WORK REQUEST: Pull out the lines verbatim, starting at the beginning of the records and ending with the line containing "positive clicks: (222, 152)", with both ends included. Leave the pictures out of your answer.

Saved entries

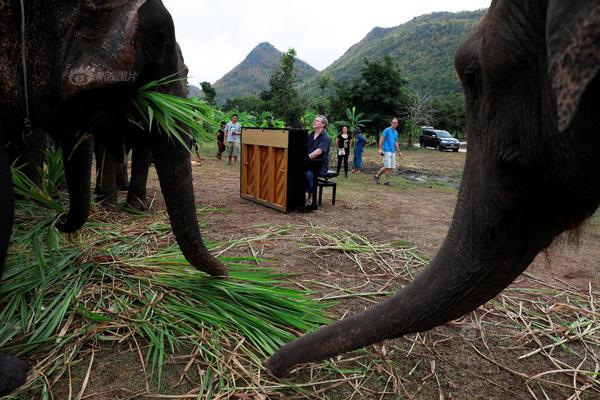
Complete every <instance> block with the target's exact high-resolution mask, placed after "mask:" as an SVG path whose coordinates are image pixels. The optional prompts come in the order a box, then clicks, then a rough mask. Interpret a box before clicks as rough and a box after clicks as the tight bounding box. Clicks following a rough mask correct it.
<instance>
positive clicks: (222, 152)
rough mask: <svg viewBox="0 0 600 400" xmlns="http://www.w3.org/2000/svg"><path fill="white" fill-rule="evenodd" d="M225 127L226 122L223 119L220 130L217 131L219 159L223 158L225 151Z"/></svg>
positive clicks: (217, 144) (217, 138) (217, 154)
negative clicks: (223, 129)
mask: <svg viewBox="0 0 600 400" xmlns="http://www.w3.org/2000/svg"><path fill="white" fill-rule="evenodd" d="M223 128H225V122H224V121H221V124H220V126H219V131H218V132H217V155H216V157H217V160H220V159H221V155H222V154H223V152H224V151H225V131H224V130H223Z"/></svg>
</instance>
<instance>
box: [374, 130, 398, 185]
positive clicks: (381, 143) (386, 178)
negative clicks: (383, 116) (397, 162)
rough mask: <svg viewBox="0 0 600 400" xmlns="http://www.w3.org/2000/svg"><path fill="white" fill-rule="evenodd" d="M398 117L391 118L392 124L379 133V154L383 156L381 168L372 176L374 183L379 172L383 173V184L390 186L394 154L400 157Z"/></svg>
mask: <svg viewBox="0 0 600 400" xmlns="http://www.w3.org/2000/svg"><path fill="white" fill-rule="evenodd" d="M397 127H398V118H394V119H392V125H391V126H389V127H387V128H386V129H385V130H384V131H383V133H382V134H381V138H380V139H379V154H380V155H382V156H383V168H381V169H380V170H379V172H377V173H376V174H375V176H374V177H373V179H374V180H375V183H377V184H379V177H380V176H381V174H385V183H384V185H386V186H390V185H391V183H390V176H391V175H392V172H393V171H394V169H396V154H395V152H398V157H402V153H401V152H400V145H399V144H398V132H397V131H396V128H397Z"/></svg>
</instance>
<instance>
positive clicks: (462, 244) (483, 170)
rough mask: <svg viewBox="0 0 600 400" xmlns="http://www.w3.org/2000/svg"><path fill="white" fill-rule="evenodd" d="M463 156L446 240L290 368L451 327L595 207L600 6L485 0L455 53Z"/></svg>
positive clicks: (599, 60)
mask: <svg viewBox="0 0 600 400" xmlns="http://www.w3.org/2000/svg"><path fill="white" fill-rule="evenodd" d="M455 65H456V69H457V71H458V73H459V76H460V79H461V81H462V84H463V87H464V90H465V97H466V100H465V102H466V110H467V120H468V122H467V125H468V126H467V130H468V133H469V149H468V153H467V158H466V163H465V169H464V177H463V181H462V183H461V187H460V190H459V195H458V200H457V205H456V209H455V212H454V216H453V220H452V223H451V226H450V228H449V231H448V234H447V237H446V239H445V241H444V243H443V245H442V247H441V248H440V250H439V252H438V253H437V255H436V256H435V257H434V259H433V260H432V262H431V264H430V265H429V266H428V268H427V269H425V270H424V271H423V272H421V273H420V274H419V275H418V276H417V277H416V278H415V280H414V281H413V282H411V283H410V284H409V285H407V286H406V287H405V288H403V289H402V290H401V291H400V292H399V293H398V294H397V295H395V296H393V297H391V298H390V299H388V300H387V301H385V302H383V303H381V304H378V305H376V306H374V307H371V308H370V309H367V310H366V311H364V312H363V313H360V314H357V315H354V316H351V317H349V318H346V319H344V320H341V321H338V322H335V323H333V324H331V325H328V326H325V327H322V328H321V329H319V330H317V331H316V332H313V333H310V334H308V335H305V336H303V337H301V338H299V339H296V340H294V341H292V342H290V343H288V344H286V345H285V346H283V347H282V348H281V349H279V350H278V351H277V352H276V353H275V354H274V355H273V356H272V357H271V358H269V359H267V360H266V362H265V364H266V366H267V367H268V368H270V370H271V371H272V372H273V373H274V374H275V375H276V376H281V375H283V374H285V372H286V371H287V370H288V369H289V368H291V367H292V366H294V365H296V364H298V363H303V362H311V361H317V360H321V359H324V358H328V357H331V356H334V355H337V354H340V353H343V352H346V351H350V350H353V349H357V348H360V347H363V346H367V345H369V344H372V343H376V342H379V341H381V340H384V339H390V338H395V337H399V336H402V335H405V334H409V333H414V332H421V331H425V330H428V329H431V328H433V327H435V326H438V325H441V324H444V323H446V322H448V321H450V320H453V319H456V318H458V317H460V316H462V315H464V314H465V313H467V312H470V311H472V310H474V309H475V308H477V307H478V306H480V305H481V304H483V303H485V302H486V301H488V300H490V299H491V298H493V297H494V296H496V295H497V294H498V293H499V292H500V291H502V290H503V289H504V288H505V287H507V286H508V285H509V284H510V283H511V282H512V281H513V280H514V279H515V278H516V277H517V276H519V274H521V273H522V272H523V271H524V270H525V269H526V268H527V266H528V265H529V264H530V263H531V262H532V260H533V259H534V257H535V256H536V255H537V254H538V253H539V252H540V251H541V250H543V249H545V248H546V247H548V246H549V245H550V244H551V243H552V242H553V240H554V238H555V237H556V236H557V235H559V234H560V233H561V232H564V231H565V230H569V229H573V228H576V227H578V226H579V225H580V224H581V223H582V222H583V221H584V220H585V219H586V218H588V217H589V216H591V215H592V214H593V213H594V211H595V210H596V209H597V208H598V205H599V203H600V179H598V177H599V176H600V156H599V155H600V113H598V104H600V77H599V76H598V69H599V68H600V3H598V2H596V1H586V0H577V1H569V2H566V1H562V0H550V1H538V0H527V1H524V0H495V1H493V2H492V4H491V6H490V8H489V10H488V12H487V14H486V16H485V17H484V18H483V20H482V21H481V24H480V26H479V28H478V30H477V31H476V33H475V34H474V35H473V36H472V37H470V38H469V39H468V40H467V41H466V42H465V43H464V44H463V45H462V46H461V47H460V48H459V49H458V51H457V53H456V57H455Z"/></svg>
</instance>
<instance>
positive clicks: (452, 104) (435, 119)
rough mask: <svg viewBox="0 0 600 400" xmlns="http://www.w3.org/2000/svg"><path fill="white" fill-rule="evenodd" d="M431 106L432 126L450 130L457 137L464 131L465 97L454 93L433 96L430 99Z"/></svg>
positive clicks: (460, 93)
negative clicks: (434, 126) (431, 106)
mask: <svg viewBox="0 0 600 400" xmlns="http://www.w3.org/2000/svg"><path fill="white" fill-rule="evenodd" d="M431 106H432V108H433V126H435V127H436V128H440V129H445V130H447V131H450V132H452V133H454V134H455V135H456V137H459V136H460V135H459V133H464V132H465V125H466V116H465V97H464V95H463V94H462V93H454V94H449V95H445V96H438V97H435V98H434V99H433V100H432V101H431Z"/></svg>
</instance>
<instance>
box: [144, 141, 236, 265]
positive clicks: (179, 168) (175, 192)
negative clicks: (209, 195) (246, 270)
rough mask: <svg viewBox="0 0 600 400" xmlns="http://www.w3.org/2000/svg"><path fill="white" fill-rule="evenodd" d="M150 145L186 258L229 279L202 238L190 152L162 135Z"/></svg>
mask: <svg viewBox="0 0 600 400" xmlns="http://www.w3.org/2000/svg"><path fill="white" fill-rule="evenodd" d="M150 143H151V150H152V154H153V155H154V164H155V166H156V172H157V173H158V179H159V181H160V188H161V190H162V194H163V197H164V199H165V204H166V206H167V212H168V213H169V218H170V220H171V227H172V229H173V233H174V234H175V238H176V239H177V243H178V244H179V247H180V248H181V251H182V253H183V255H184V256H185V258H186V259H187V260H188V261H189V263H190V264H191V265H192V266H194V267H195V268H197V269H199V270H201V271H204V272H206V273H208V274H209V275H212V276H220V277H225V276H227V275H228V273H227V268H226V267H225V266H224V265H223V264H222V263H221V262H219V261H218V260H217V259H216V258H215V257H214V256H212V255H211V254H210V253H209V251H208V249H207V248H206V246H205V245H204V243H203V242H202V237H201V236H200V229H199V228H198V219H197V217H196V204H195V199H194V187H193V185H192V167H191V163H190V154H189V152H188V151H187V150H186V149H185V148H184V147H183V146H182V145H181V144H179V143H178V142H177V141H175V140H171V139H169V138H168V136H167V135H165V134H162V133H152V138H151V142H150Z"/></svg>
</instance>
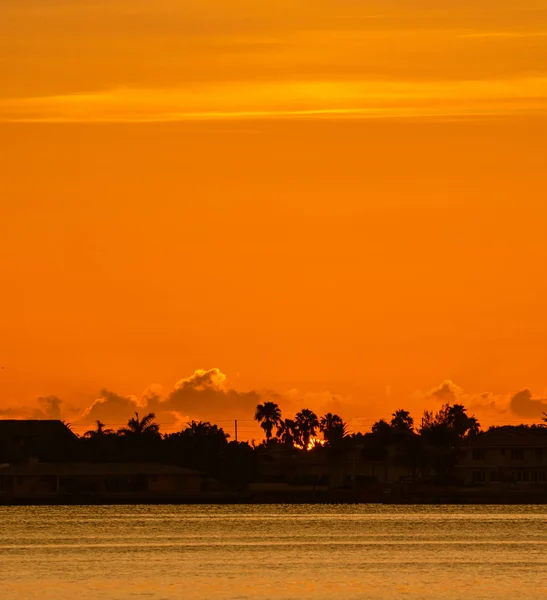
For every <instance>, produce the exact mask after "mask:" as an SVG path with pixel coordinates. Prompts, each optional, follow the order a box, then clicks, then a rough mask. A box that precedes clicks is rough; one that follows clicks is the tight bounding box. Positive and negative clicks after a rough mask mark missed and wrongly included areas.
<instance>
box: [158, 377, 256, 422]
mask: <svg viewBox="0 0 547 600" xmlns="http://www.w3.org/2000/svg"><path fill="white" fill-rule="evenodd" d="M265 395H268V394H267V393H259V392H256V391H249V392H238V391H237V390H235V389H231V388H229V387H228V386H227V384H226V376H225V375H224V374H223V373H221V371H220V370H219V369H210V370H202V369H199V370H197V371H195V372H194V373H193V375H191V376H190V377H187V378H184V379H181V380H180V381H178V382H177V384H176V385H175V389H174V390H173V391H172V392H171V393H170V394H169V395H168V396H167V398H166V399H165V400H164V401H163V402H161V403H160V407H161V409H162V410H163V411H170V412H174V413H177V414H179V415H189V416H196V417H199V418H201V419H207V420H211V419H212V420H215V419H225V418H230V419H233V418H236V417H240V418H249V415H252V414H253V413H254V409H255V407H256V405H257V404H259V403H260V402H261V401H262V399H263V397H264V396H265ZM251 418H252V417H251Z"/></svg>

RESULT BELOW:
Complete every <instance> block with the target's exact high-resolution mask, placed after "mask:" as an SVG path whose coordinates are image pixels. The optional prompts come in the order a box, then clicks, then a rough mask. Interpret a box before clicks as rough and a box after clicks as the tight bounding box. Clicks following a rough mask correct it.
<instance>
positive clicks: (222, 152)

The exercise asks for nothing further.